Data provided
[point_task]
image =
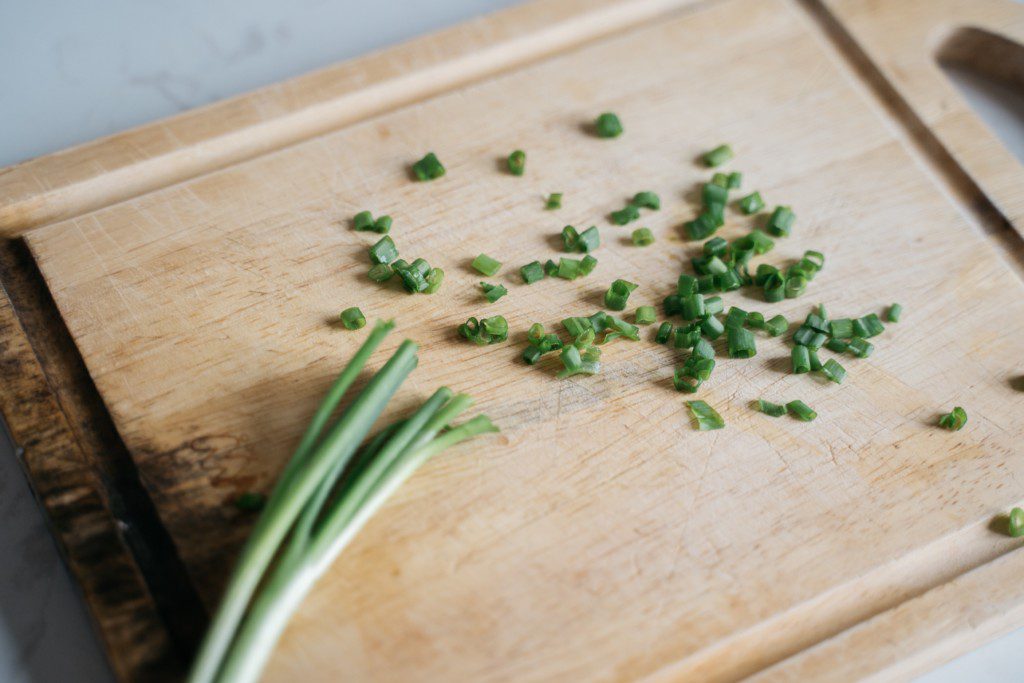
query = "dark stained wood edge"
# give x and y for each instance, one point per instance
(146, 612)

What is expected
Scale the entry above by writing all its lines out again, request included, with each x and y coordinate in the answer multiplied by 0.35 and rounded to a whole number (halves round up). Leave the picture out.

Response to the task
[point_task]
image =
query = "dark stained wood edge"
# give x and y for each instance, one point per instance
(51, 214)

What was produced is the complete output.